* [Supplied text]:
# # # # # # #

Even though the red team
knows most blue team systems and vulnerabilities beforehand and even has
pre-planted backdoors, the situation changes rapidly as soon as the exercise
starts, he said: some of the attacks are based on cybersecurity basics like missing
patches but can rapidly accelerate to attacks on complex industrial control
systems.
The red team can pretend to
be various typical hacker groups--from stealthy 'advanced persistent threat'
actors to noisier and apparently less skilled hacktivists--or perhaps both at
the same time, depending on the scenario. The game plan changes depending on
how well the teams respond. The attackers will attempt to do things like steal
documents which are then leaked to the in-game media, but if the teams managed
to thwart that heist then the game goes in another direction instead.
Playing through such a
variety of attacks and threat actors from various angles allows the red team
and organisers to evaluate the blue teams on their ability to notice and
respond, whether their initial defensive plan worked, and whether they managed
to retain control and a sufficient situational overview.
"Having a good initial
defence strategy is good, but ability to adjust it on-the-fly is even more
important," Hakkaja said, as it seeing the bigger picture, "because
just blocking and blindly trying to apply defences, or only seeing some attack
indications only gets you so far."
As well as the technical
aspects of the game, the teams are also tested on their understanding of the
legal issues involved with protecting against the attacks, how they deal with
the press, and how well they report back to their fictional commanders or
political leaders.
In the media element of the
game, the teams for example have to be able to explain their actions and put
across their point of view accurately, even when being questioned by hostile
journalists who are trying to trick the teams into saying too much or saying
the wrong thing, all of which plays out on the in-game news site.
Another element tested is
around legal issues. The legal picture around hacking, and cyberwarfare in
particular, is often unclear, so the teams have to do everything they can to
ensure that they are behaving legally.
This battlefield has traded
trenches and firearms for desks, monitors, keyboards, and lots of cables.
For example, the legal
framework used during armed conflict is different to those used in standard
policing, so working out whether a cyber incident has risen to the level of an
armed conflict is a key factor, something that is hard for defenders to work
out when many of these attacks are stealthy and anonymous. Malware doesn't wear
a uniform or carry a flag.
During the exercise, the
legal advisors on the team are tested, often in coordination with the other
events in the game: for example, being asked to give military commanders advice
on their options when dealing with hacked drones.
"In every military
operation the idea is to get the commander the options to chose from, and each
of those option need to be assessed by a lawyer to say what legal issues do
they raise, is it lawful in the first place, which is the best option from a
legal perspective," explains Dr. Heather Harrison Dinniss, head of the
Locked Shields legal team and senior lecturer in International Law at the Swedish
Defence University.
It's only in the last few
years--with the publication of documents like the Tallinn
Manual which looks at how international law applies to
cyberwarfare--has the legal framework around cyberwarfare has become clearer.
"The difficulty when
you are dealing with cyber, of course, is you don't necessarily know who it is
that is launching the attack," Harrison Dinniss said. "Cyber makes
that assessment more difficult."

# # # # # # #

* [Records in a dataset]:
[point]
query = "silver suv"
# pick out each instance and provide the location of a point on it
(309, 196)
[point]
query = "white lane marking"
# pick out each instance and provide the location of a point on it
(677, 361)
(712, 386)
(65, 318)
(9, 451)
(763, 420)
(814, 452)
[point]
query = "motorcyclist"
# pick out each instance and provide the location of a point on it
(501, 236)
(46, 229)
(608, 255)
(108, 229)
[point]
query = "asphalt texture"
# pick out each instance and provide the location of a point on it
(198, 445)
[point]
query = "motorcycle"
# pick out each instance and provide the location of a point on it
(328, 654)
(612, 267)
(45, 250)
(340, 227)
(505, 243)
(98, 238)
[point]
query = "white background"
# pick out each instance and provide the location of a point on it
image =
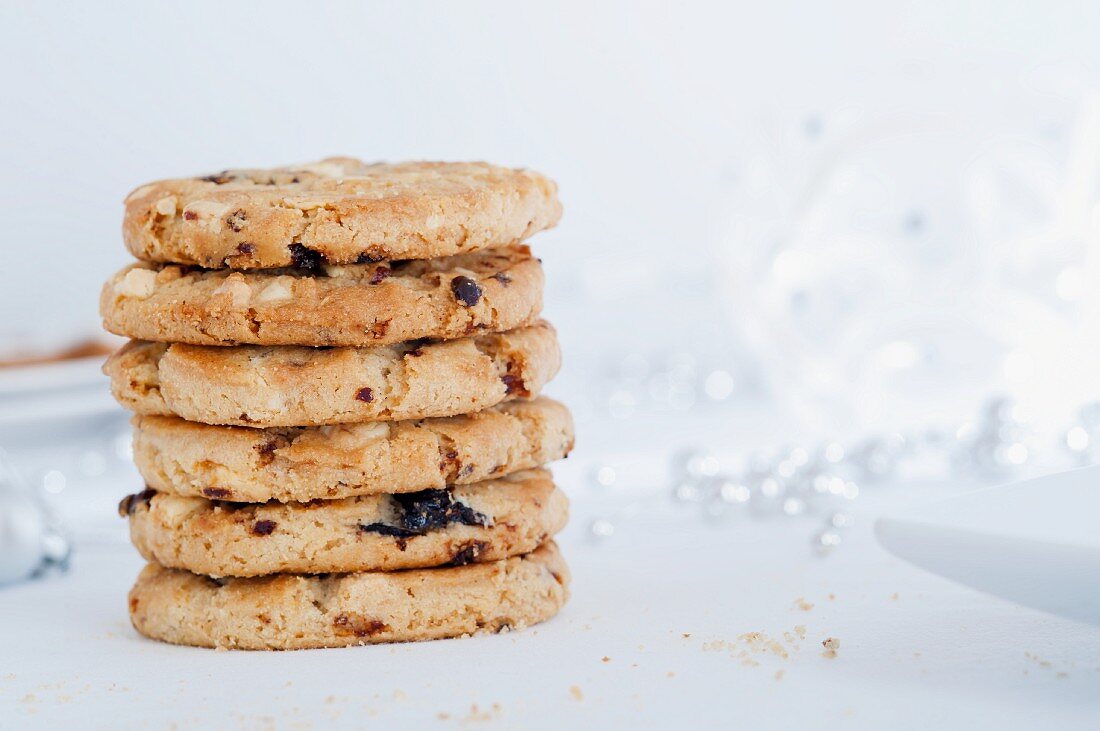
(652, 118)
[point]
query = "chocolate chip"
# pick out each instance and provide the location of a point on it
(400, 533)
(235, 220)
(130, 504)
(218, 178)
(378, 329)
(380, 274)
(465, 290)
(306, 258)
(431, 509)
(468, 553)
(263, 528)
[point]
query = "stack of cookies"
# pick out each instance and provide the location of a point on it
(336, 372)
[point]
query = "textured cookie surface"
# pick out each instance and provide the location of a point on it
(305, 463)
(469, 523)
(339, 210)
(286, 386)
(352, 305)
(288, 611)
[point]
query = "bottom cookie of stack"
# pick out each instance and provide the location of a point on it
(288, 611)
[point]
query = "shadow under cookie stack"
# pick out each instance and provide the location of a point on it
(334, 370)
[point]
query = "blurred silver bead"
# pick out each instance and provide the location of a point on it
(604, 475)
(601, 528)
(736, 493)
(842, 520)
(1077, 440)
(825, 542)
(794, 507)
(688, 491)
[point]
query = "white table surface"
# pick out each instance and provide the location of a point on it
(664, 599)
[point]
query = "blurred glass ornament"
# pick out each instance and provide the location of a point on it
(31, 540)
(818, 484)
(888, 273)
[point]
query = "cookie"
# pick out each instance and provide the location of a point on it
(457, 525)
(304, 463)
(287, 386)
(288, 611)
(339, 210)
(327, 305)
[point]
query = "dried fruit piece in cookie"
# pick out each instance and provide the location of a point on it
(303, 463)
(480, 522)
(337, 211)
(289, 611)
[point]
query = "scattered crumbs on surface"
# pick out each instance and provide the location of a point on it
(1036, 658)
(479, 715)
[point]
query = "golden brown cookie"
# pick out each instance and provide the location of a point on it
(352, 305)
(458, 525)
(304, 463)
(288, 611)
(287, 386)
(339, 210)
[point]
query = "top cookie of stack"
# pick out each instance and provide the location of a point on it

# # # # # # #

* [Required task]: Copy, word for word, the portion of the text on the Locked Shields exercise from "During the exercise, the" to "Defence University.". The data are separate material, unrelated to the text on the Locked Shields exercise.

* [Answer to this exercise]:
During the exercise, the
legal advisors on the team are tested, often in coordination with the other
events in the game: for example, being asked to give military commanders advice
on their options when dealing with hacked drones.
"In every military
operation the idea is to get the commander the options to chose from, and each
of those option need to be assessed by a lawyer to say what legal issues do
they raise, is it lawful in the first place, which is the best option from a
legal perspective," explains Dr. Heather Harrison Dinniss, head of the
Locked Shields legal team and senior lecturer in International Law at the Swedish
Defence University.